*THE PROBLEM:* Copy the material below, swapping "wooden bench" for "park bench" and leaving everything else unchanged.

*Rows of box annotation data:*
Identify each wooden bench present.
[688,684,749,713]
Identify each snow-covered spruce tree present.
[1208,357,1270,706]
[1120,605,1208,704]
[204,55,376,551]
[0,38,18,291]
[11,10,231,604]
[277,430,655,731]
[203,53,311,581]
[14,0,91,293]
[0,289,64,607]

*RESPONSE TO THE EXERCISE:*
Identify each park bench present.
[688,684,749,713]
Identify each snow-covered spruce tree present.
[1208,357,1270,706]
[1120,605,1208,704]
[204,55,376,551]
[0,38,18,291]
[11,10,231,604]
[277,430,655,731]
[203,53,311,581]
[14,0,91,293]
[0,289,64,607]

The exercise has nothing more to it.